→ STATED EXERCISE: Render the data below as a numbered list, starting at the line that contains "the wooden footbridge" and ending at the final line of the data. Omit any blank lines.

→ MATERIAL SHOWN:
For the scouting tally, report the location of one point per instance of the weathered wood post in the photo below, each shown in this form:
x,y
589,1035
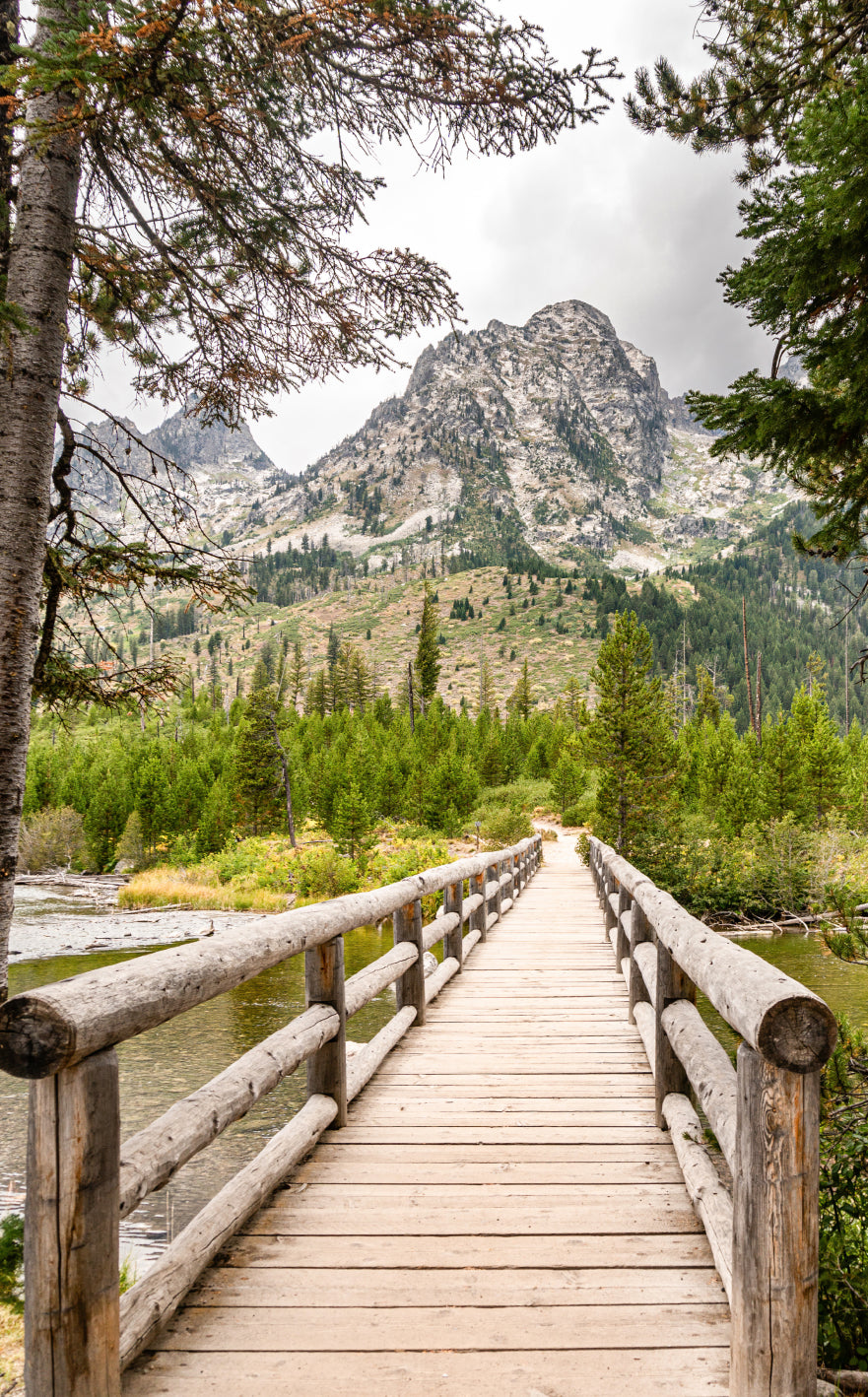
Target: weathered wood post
x,y
608,915
623,945
774,1231
478,919
639,932
668,1072
410,988
498,871
453,942
70,1233
324,985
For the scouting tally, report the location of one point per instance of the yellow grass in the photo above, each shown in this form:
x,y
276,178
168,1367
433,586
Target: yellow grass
x,y
12,1351
164,888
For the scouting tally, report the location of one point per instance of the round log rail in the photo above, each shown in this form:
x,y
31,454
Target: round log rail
x,y
786,1023
46,1030
154,1154
63,1038
765,1113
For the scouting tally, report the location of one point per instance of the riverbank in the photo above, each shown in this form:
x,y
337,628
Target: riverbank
x,y
56,919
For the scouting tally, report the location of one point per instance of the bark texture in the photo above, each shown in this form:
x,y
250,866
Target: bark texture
x,y
40,259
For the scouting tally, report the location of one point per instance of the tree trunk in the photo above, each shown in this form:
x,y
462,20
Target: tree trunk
x,y
40,259
287,781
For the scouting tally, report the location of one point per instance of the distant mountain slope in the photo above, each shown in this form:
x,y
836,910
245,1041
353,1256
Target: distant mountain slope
x,y
557,433
553,438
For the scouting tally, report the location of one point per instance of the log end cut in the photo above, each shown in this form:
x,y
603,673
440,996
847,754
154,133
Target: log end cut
x,y
35,1041
798,1034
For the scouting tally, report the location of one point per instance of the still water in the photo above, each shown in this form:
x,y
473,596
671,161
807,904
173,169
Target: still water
x,y
169,1062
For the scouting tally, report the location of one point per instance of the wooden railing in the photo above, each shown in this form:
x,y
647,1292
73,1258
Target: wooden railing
x,y
764,1112
81,1179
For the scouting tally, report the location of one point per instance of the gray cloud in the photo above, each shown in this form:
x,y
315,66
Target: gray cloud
x,y
636,226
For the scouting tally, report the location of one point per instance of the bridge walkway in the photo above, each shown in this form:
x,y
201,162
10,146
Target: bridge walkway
x,y
500,1217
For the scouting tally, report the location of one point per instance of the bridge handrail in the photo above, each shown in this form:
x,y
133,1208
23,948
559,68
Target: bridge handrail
x,y
765,1113
80,1179
787,1023
53,1027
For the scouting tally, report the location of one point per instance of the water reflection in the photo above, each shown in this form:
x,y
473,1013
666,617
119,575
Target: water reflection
x,y
176,1058
179,1056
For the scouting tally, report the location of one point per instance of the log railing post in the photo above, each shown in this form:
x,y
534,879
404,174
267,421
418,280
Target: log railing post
x,y
639,932
453,942
324,985
774,1231
623,945
608,915
410,988
668,1072
70,1235
478,919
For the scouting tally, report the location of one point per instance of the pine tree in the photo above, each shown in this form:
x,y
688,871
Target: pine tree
x,y
487,684
353,822
521,698
297,674
428,651
631,739
573,701
257,762
569,778
791,86
780,770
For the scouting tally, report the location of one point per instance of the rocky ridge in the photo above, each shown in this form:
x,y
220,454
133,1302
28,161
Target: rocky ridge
x,y
555,433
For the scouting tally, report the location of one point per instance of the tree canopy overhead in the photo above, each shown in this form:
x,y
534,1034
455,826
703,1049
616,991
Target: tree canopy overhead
x,y
787,83
768,62
177,180
219,147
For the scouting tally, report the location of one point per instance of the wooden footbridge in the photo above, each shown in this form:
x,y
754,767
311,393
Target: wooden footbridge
x,y
520,1203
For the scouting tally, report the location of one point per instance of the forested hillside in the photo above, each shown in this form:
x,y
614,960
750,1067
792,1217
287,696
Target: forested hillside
x,y
794,608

→ WORKED SOLUTION:
1. For the scouting tally, report the location of one point per instance of the wooden footbridge in the photo above, each shown in this form:
2. x,y
3. 754,767
4. 311,393
5. Target: wooden footbridge
6. x,y
7. 520,1203
8. For the scouting tally, report the location of one point per instance of the forested hillside in the photo above, each shown in this form:
9. x,y
10. 614,960
11. 750,1067
12. 792,1217
13. 287,696
14. Target: forested hillside
15. x,y
16. 794,608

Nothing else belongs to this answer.